§ **Texto proporcionado**:
Sáb 08.06.2002

ECONOMíA  › PANORAMA ECONOMICO

Balada del economista típico

› Por Julio Nudler

Ser economista en la Argentina ya no es lo mismo que antes. ¡Ah tiempos viejos que no volverán! Hasta hace poco, el economista típico, vinculado por concepción a las universidades estadounidenses y, por su billetera de profesional, a empresarios y financistas de aquí y de afuera, y en muchos casos a universidades privadas locales, recomendaba políticas ceñidas a la sana receta neoliberal. Estas invariablemente prescribían la reducción del gasto público, con lo cual el mayor empleador del país, sobre todo en las provincias pobres, debía despedir sistemáticamente trabajadores. La expectativa era que de ese modo quedara más espacio para el crecimiento de la actividad privada, elevando la productividad media de la economía y generando más empleos mejor pagos a la vuelta de todo el proceso. El empequeñecimiento del Estado también podía lograrse mediante privatizaciones, que a su vez conducían a masivas cesantías en las empresas traspasadas.
El aumento de la tasa de desempleo y la creciente exclusión social no perturbaban al economista típico en su vida concreta. Ganaba altos ingresos en dólares, gozaba de prestigio en los círculos sociales que le concernían y era un opinador obligado a quien consultaban inversores, políticos y periodistas. Fruto de esa expectabilidad, Ricardo López Murphy se abre paso como candidato presidencial de la derecha y Miguel Angel Broda pudo fácilmente costearse un viaje a Japón para el Mundial. Ni el terrible fracaso económico del país ni la vertiginosa devaluación son impedimentos para ellos.
Pero el economista típico no es un marciano. El y su familia viven en la ciudad, o en barrios acomodados del contorno. Comparte así el creciente miedo ante el avance de la degradación ajena. El espacio público, y hasta el privado, se impregnan de peligros. Los límites entre el territorio de los pudientes y el de los desposeídos van volviéndose permeables. El economista típico teme que lo asalten en su bien equipado domicilio, o que le secuestren a un hijo y lo extorsionen, o que lo atraquen al salir de la autopista que lo lleva a su verde refugio de fin de semana. También le desagrada y lo inquieta cruzarse por la calle con hambrientos y carenciados, que le descubren olores que no había conocido. El escozor nasal de la miseria. ¿A quién recurrir, cómo exigir que protejan su status, ése que razonablemente debería resguardarlo del roce con realidades inmundas para él?

§ **Extracto del conjunto**:
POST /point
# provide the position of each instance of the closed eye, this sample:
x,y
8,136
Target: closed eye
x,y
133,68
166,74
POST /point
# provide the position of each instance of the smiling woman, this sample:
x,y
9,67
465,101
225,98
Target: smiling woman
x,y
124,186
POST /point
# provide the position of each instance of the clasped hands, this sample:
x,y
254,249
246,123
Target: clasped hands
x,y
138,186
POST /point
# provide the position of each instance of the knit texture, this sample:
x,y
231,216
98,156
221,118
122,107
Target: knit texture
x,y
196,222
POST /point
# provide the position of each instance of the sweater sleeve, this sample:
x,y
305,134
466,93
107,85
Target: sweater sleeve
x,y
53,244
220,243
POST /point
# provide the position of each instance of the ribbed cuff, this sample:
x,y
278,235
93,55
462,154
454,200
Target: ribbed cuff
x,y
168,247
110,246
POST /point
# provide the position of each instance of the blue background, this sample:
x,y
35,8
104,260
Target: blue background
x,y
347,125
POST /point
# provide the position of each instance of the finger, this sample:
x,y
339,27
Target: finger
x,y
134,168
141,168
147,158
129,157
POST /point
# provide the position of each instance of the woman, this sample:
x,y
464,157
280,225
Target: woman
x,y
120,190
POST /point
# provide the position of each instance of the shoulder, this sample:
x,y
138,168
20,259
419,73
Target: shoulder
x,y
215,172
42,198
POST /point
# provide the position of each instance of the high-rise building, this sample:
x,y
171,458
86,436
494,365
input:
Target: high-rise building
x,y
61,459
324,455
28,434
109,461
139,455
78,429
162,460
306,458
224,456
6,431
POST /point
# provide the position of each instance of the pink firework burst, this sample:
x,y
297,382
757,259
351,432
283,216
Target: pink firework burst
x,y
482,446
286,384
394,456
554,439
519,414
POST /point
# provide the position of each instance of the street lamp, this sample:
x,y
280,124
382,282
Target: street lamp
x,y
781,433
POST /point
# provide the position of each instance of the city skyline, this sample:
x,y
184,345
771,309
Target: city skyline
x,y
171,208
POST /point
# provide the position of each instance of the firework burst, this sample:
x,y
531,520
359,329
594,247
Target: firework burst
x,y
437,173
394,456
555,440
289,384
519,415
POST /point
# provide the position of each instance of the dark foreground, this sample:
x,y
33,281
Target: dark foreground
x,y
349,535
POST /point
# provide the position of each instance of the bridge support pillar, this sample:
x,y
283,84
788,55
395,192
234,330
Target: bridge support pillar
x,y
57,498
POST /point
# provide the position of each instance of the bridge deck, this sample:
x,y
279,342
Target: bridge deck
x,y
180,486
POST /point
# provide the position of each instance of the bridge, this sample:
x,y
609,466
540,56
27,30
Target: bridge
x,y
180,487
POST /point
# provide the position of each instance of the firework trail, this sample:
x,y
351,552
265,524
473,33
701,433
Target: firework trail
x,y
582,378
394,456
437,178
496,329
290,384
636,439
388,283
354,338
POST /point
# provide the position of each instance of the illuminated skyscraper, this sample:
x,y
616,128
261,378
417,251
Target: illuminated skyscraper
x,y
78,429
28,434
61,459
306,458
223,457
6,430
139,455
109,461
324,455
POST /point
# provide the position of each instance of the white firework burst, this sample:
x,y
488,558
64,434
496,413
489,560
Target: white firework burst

§ **Partes del ejercicio**:
1. Indica si cada afirmación concuerda con el texto sobre el economista típico, respondiendo sí o no y citando textualmente las palabras del texto que lo deciden: (a) el economista típico recomendaba aumentar el gasto público; (b) el economista típico ganaba altos ingresos en dólares; (c) el economista típico y su familia viven en la ciudad o en barrios acomodados del contorno.
2. Prosigue el texto sobre el economista típico a partir de la última oración que aparece.
Las líneas no guardan ninguna relación con el texto.

§ **Respuestas por tarea**:
1.
(a) No: «Estas invariablemente prescribían la reducción del gasto público».
(b) Sí: «Ganaba altos ingresos en dólares».
(c) Sí: «El y su familia viven en la ciudad, o en barrios acomodados del contorno».

2.
El economista típico nunca dedicó mucha atención a la policía. Ahora siente que la necesita, pero no sabe si puede confiar en ella. Ni siquiera la encuentra a su alrededor para tranquilizarlo. Tampoco se ocupó mayormente de la Justicia, ni del sistema carcelario ni de ese vidrioso mundo de la economía informal, de aquélla que le enseñaron a denominar “no registrada”. Pero ahora la registra: está en cualquier vereda, alrededor de cualquiera de esos enclaves de compras y plastificado placer que brotaron llave en mano durante los delirantes ‘90. Hay, sin embargo, algo más que el espectáculo de la pobreza: en la cara de esos pobres aparece un gesto amenazador. Esta es una novedad.
Ellos también se han dado cuenta de que las demarcaciones están borroneándose, y que, al avanzar, con sus pies las pueden eliminar. ¿Cómo detenerlos? ¿Llegó la hora de las cachiporras? ¿Pero no son demasiados para poder reprimirlos? ¿Cuál es la alternativa entonces: dejar que sigan ganando terreno a voluntad? Por ahora se conforman, en su mayoría, con las sobras: piden limosna, recogen cartones o maderas astilladas, hurgan en la basura de las clases superiores. Pero así como los supermercados han ido blindando sus ventanales, ¿qué pasará si los descalzos van a por los calzados, los burgueses?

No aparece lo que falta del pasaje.